AIM OF THE EXERCISE: Copy out every line of the items below, including the lines that ask for a box and their sample coordinates, but leave out the pictures. Increase each bounding box coordinate in the answers by 129, and keep the sample coordinates as they are.

EXTRACTED RECORDS:
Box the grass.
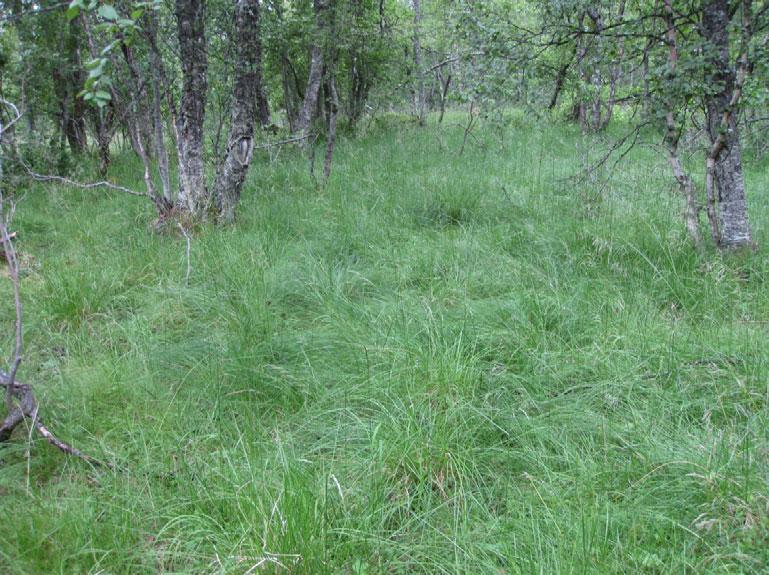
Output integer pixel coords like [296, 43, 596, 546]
[0, 110, 769, 575]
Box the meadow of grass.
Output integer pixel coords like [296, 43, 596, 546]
[0, 110, 769, 575]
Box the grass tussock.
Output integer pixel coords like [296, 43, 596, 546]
[0, 113, 769, 575]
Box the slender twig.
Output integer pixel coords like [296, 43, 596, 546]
[176, 222, 192, 286]
[20, 162, 155, 202]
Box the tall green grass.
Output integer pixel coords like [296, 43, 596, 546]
[0, 116, 769, 575]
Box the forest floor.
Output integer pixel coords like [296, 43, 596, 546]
[0, 111, 769, 575]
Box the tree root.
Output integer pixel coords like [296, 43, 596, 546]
[0, 371, 112, 468]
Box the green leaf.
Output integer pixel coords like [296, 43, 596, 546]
[98, 4, 119, 22]
[67, 2, 80, 22]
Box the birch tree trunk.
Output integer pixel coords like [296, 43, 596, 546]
[176, 0, 211, 218]
[214, 0, 261, 223]
[296, 0, 331, 136]
[254, 0, 272, 128]
[702, 0, 752, 247]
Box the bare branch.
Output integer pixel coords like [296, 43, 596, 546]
[20, 162, 155, 202]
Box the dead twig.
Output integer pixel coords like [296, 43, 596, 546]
[176, 222, 192, 287]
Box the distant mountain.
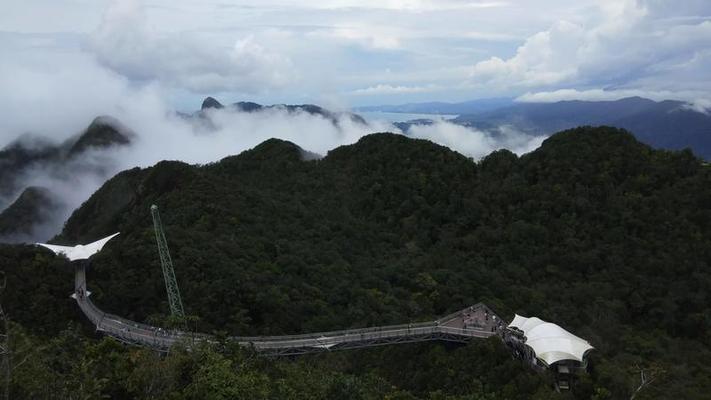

WORKED SOLUTION:
Box the grass.
Output integer pixel coords like [296, 43, 596, 546]
[129, 239, 898, 704]
Box the meadow of grass.
Output integer pixel coords like [296, 43, 596, 546]
[129, 239, 898, 704]
Box the grass tussock.
Output integer pixel coords like [296, 43, 596, 546]
[129, 242, 898, 704]
Box the slender twig.
Output integer pixel coords like [296, 43, 596, 546]
[305, 351, 321, 415]
[149, 291, 284, 331]
Box the tall green grass.
Output integer pixel coords like [296, 43, 596, 546]
[129, 245, 898, 704]
Box the forest floor.
Output integer pixel coords like [296, 43, 596, 546]
[129, 240, 898, 704]
Box the tree root.
Output integer pixel coords like [296, 43, 596, 546]
[129, 500, 241, 597]
Box the green leaf.
Output integer pixel coords like [296, 43, 596, 546]
[227, 133, 248, 151]
[196, 131, 209, 151]
Box the birch tree trunk.
Output integer pixel coords like [296, 43, 596, 546]
[305, 129, 340, 347]
[343, 129, 390, 352]
[425, 129, 460, 265]
[383, 129, 401, 257]
[831, 129, 881, 376]
Box the bare branch.
Output integer pixel coords like [296, 43, 596, 546]
[149, 291, 284, 331]
Box the dead twig.
Output integer pixel coords like [296, 43, 596, 546]
[305, 351, 321, 416]
Box the distant mountain.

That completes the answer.